→ Activity:
Scan the following material for the string "utility" and copy each line in which it appears.

→ Supplied records:
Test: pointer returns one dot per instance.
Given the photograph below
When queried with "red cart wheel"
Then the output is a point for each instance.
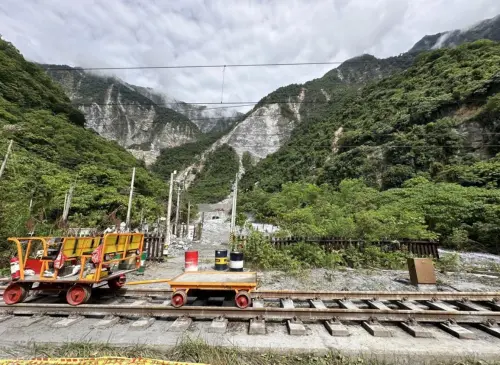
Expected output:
(78, 294)
(242, 299)
(179, 298)
(14, 293)
(117, 283)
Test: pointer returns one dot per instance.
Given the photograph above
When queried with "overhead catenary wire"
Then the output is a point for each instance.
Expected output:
(271, 64)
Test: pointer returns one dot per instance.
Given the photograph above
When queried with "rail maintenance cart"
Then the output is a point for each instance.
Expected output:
(242, 283)
(72, 265)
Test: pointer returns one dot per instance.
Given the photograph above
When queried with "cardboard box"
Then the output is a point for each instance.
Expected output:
(421, 271)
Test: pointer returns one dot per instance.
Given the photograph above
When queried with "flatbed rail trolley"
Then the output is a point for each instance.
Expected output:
(242, 283)
(72, 265)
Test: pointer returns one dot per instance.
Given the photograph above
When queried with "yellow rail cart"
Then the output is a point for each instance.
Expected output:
(72, 265)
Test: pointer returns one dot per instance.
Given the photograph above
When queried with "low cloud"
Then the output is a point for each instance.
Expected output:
(114, 33)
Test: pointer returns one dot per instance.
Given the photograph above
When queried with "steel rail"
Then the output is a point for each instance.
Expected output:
(337, 295)
(271, 314)
(325, 295)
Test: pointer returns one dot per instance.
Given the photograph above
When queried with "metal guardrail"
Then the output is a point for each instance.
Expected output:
(417, 247)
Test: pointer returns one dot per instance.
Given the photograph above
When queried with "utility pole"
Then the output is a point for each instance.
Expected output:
(67, 203)
(233, 210)
(187, 220)
(4, 163)
(127, 222)
(142, 220)
(169, 209)
(177, 210)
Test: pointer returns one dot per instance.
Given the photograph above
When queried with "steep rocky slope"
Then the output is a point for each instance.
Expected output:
(208, 120)
(438, 118)
(52, 151)
(286, 114)
(487, 29)
(118, 111)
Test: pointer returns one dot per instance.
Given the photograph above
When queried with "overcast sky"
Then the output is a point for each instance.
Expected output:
(109, 33)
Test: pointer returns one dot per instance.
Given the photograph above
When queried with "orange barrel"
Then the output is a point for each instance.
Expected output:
(220, 260)
(191, 261)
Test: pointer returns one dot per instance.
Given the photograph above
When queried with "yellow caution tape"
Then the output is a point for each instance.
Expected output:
(95, 361)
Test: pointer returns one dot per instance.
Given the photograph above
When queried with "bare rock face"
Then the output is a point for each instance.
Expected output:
(117, 111)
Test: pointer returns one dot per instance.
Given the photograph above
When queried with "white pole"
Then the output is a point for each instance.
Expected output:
(4, 163)
(177, 208)
(187, 220)
(233, 210)
(169, 209)
(127, 222)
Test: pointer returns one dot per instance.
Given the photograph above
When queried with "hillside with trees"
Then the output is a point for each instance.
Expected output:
(52, 151)
(422, 147)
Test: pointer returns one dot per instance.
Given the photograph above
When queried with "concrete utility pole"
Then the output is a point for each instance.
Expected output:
(127, 222)
(187, 220)
(4, 163)
(169, 209)
(177, 210)
(233, 209)
(67, 203)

→ Exercise result:
When queried with "utility pole"
When queried with "concrete utility pole"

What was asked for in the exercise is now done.